[Data items]
--*--
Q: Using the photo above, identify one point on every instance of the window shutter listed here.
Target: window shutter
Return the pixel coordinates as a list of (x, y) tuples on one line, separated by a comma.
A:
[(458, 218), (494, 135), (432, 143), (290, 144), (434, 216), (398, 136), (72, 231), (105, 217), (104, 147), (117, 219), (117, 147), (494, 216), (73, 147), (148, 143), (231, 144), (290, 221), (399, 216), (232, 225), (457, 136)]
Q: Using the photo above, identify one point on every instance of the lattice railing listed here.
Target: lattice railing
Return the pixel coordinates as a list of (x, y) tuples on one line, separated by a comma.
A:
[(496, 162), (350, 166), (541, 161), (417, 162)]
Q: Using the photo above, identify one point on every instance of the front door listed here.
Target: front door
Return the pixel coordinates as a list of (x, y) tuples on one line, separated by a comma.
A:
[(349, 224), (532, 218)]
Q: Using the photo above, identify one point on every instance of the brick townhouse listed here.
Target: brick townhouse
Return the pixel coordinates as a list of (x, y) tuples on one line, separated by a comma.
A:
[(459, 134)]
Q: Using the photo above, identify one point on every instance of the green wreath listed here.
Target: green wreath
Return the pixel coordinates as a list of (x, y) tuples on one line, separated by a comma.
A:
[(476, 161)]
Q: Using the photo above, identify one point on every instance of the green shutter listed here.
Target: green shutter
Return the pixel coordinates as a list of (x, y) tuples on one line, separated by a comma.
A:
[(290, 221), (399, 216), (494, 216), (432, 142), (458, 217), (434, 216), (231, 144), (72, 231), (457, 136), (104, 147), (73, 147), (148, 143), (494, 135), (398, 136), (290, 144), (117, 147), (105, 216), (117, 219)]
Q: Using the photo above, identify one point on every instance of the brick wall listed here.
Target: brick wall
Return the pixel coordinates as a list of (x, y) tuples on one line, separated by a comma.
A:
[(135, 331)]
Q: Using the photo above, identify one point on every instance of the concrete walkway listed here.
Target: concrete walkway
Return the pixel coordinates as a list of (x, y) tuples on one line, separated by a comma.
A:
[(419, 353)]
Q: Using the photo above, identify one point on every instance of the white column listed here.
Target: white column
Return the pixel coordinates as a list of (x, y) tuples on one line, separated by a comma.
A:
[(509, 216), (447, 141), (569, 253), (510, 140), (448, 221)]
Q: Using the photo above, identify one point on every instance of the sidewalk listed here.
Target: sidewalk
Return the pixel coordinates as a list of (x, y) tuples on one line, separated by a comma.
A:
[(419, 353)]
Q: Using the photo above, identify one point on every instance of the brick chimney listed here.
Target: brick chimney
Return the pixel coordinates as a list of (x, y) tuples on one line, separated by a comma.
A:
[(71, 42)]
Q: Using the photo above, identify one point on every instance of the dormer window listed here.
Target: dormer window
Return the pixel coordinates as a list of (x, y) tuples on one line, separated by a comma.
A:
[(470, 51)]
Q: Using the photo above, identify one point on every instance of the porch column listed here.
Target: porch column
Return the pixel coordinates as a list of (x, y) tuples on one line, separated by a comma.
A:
--*--
[Exercise aim]
Please output every one of the data items above again, reproducing each line word for word.

[Exercise output]
Q: Using the photo above, identify one point on every instance of the window shutter listed here.
Target: window shutter
Return the pixel coordinates as a list of (x, y) tuples on one line, separated by a comma.
A:
[(458, 218), (494, 135), (432, 143), (290, 144), (434, 216), (398, 136), (72, 231), (105, 217), (104, 147), (117, 219), (117, 147), (494, 216), (73, 147), (148, 143), (231, 144), (290, 221), (399, 216), (232, 225), (457, 136)]
Q: Using the photo above, identify one point on every instance of the lattice railing listed here.
Target: lattice railing
Return the pixel coordinates as a list of (x, y) tuples on one line, separated by a comma.
A:
[(496, 162), (350, 166), (541, 161), (417, 162)]
Q: Using the photo above, identify one point on every instance of the front door listed here.
Target: front door
Return the pixel coordinates as a list of (x, y) tuples on one line, separated by a comma.
A:
[(349, 224), (532, 218)]
Q: Using the photo above, identify one point on every instance of the brick townhouse listed here.
Target: brick townhouse
Return the pixel coordinates as a list of (x, y) tuples on one line, separated by a comma.
A:
[(459, 134)]
Q: Using the photo above, identify one point on every instance of the green wreath listed here.
Target: green wreath
Return the pixel coordinates as a list of (x, y) tuples on one line, separated by a comma.
A:
[(476, 161)]
Q: Using the photo above, identify one point on every instance of the green shutter listed here.
Target: green shutter
Return the pixel coordinates as a list of (x, y) tuples on one line, separated by a comma.
A:
[(290, 221), (399, 216), (494, 216), (432, 142), (458, 217), (434, 216), (231, 144), (72, 231), (457, 136), (104, 147), (73, 147), (148, 143), (494, 135), (398, 136), (290, 144), (117, 147), (105, 216), (117, 219)]
Q: Using the photo above, identify one point on every instance of the brick wall listed here.
Target: brick wall
Return the pixel coordinates as a list of (x, y) tuples on one line, separated by a comma.
A:
[(135, 331)]
Q: Using the photo above, identify one point on every instance of the concrete walkway listed here.
Target: concrete walkway
Return the pixel coordinates as a list of (x, y) tuples on one line, separated by a comma.
A:
[(419, 353)]
Q: Using the photo above, identify one point on every instance of the white column listed here.
Target: white column
Return the pixel coordinates as a list of (x, y) tuples on one line, separated by a comma.
A:
[(509, 216), (447, 141), (569, 253), (510, 140), (448, 221)]
Q: Using the photo above, identify one point on every instance of the sidewalk listed here.
Target: sidewalk
Return the pixel coordinates as a list of (x, y) tuples on one line, separated by a comma.
A:
[(419, 353)]
Q: Using the photo above, identify one point on every instance of the brick chimney listed here.
Target: brick chimney
Return the pixel coordinates as a list of (x, y) tuples on one line, separated by a comma.
A:
[(71, 42)]
Q: Using the photo above, identify one point on every instance of the dormer window listed here.
Target: dormer window
Return the pixel coordinates as a list of (x, y) tuples on one line, separated by a comma.
A:
[(470, 51)]
Q: Using the photo above, identify one point on every instance of the porch column listed here.
Target: porch column
Return the pixel coordinates as a list of (x, y) tuples on one line, separated by a comma.
A:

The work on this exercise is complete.